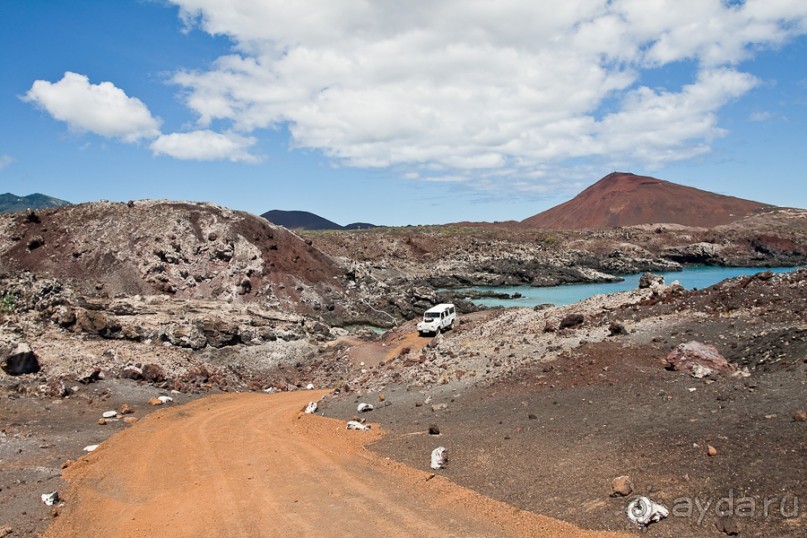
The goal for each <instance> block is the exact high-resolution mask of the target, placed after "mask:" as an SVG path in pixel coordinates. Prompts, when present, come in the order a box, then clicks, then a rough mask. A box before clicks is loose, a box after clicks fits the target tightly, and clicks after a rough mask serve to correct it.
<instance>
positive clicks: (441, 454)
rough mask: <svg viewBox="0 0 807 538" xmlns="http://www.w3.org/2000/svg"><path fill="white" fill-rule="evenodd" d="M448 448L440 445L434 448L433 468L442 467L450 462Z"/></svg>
mask: <svg viewBox="0 0 807 538" xmlns="http://www.w3.org/2000/svg"><path fill="white" fill-rule="evenodd" d="M446 452H448V449H447V448H446V447H444V446H439V447H437V448H435V449H434V450H432V469H442V468H443V466H444V465H445V464H446V463H447V462H448V455H447V454H446Z"/></svg>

════════════════════

--- EXERCISE INSTRUCTIONS ---
The answer must be an exact copy of the records, with no images in it.

--- RESULT OF THE TASK ---
The goal for each <instance> block is the exact high-resolution mask of the target, placed after "mask:" as an SVG path in pixel coordinates. Prompts, when present, come in the order a box, then clicks, then a rough mask. A box before clicks is loose, a box after clicks fits the target tightly, and clicks after a rough mask serve to correct it.
<instance>
positive clicks: (441, 454)
rough mask: <svg viewBox="0 0 807 538" xmlns="http://www.w3.org/2000/svg"><path fill="white" fill-rule="evenodd" d="M448 448L440 445L434 448L433 468L442 467L450 462Z"/></svg>
mask: <svg viewBox="0 0 807 538" xmlns="http://www.w3.org/2000/svg"><path fill="white" fill-rule="evenodd" d="M446 452H448V449H447V448H446V447H444V446H439V447H437V448H435V449H434V450H432V469H442V468H443V466H444V465H445V464H446V463H447V462H448V455H447V454H446Z"/></svg>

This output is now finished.